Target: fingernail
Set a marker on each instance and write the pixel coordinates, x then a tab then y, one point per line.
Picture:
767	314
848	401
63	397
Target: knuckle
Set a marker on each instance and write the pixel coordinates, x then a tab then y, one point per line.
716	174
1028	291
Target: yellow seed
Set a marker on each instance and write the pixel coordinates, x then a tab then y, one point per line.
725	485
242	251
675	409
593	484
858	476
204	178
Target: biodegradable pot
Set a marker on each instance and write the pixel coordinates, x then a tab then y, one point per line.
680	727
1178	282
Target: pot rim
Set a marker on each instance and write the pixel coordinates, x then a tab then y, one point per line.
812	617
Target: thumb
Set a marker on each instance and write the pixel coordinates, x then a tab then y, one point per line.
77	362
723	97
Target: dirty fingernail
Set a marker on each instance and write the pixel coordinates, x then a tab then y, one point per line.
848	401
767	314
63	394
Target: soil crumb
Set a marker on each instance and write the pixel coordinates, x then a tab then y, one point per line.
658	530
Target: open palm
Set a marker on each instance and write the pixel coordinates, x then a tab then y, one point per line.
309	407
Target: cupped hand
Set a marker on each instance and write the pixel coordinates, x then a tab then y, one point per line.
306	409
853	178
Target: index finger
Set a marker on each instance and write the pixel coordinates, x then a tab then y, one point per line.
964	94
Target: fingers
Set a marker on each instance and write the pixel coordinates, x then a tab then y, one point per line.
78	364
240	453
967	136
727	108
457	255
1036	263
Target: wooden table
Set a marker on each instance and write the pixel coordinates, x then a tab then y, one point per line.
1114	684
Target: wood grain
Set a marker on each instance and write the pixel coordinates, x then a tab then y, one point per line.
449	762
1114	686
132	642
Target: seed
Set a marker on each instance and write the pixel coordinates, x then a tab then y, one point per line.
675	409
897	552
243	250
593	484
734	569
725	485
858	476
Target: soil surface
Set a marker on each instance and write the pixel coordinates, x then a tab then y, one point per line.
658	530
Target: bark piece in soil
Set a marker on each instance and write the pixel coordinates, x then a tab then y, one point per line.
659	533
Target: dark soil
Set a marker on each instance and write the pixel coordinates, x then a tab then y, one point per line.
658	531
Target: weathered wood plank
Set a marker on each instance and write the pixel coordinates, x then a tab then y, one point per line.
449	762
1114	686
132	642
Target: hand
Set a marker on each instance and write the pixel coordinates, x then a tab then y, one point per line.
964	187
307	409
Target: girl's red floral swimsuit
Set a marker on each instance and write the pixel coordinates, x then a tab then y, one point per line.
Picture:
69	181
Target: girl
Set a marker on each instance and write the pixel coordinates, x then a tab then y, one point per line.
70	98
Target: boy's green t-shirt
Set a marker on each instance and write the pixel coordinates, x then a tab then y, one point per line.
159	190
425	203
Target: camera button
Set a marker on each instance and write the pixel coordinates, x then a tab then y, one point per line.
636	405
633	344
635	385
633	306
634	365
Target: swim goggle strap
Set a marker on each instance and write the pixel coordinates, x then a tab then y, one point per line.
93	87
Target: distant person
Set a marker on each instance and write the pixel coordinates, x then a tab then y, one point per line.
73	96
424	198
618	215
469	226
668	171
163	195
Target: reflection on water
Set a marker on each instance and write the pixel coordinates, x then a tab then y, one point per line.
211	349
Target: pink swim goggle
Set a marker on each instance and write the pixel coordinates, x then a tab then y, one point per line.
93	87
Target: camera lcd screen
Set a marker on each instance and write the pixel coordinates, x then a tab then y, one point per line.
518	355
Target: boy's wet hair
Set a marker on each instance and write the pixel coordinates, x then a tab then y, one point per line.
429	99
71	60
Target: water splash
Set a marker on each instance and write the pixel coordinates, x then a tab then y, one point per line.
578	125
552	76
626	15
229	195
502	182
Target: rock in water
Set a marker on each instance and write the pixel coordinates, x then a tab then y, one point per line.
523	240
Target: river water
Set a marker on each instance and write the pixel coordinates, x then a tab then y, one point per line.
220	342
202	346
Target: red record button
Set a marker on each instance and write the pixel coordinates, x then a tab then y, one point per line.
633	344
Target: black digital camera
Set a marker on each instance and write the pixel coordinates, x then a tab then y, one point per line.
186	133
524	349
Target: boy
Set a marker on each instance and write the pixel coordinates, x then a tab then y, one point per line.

• • •

Goal ::
Repeat exactly the lines from the line containing "Target: boy's wet hair" through the last line of the records above, including both, and nothing else.

Response to the exercise ::
Target: boy's wet hair
Set a marker on each instance and write the pixel coordinates, x then a tab then y, one point per line.
429	99
71	60
Target: water splash
Set a marker on each instance and write the pixel coordinates, x then a tab then y, one point per line.
578	125
552	76
626	15
229	195
502	182
Target: rock in water
Set a marker on each instance and write the pixel coordinates, x then a tab then y, one point per line.
523	240
Target: river water
Set a marker on each instance and write the pixel coordinates, x then a tab then y, one point per line.
220	342
202	346
Target: red record button
Set a marker on each instance and write the pixel coordinates, x then a tab then y, one point per line.
633	344
Target: black digital camera
Set a marker on each instance and write the pixel coordinates, x then a tab then y, one point per line.
186	133
524	349
Target: boy
Set a marker on each instance and write the pixel coordinates, x then a tab then y, one point per line.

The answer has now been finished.